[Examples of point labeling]
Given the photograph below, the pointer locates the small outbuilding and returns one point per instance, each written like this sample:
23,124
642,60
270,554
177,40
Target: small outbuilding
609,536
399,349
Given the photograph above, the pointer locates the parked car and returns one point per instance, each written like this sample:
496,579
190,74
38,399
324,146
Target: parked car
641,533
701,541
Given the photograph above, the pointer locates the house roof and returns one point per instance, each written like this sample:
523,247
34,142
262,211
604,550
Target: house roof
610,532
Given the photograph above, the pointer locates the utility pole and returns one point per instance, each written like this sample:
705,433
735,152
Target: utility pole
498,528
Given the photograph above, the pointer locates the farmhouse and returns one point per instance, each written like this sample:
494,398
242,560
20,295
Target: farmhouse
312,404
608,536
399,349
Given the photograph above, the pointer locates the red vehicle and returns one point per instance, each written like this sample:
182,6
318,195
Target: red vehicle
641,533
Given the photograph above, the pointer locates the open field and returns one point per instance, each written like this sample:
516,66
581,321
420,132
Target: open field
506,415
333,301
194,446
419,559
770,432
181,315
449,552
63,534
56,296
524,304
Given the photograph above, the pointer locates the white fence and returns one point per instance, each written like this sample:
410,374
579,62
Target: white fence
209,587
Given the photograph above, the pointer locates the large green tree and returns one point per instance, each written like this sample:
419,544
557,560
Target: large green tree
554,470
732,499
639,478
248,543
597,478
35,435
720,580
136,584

**WORK REQUIRED:** Reproduce the entire listing above word for word, from its first line through its last.

**THE REPLY:**
Given the photograph below, the pointer locates the small outbuilding and returns one point per instance, each written like this sample:
23,124
642,60
270,554
177,40
Target: small outbuilding
609,536
399,349
Given the photograph above, the pointer locates the parked car and returns one point per instance, each written like this sample:
496,579
190,74
38,399
324,146
Target: parked car
641,533
701,541
Given the photograph above, the pointer locates the house roof and returns one point per instance, each written like this sample:
523,247
34,142
262,211
604,550
Target: house roof
610,532
Given the photograph above, the pointer locates the utility pole and returns one point per instance, each written like this sample:
705,433
735,152
Target: utility pole
498,528
Given the photograph above, the pointer locates the farmhouse and returns one point per instance, each written like this sample:
494,398
242,560
20,295
Target: farmhouse
312,404
608,536
399,349
Given the photograph above, the pointer locates the red vehicle and returns one point per instance, each written like this sample:
182,6
318,195
Target: red vehicle
641,533
Given the photograph above, the pointer locates the open field and returns one point per instance, each written like this sample:
516,66
581,321
420,132
Target: open field
506,415
333,301
194,446
419,559
770,432
181,315
449,552
63,534
56,296
524,304
Given the photograph above, the pointer locates the white fence and returns one point per instance, each written like this sample:
410,374
579,62
Target: white fence
209,587
Given the photograph above, the pointer locates the large green tree and returns one point per instance, each written like this sample:
419,544
557,560
Target: large green tree
554,470
732,499
639,478
248,543
597,478
35,435
720,580
136,584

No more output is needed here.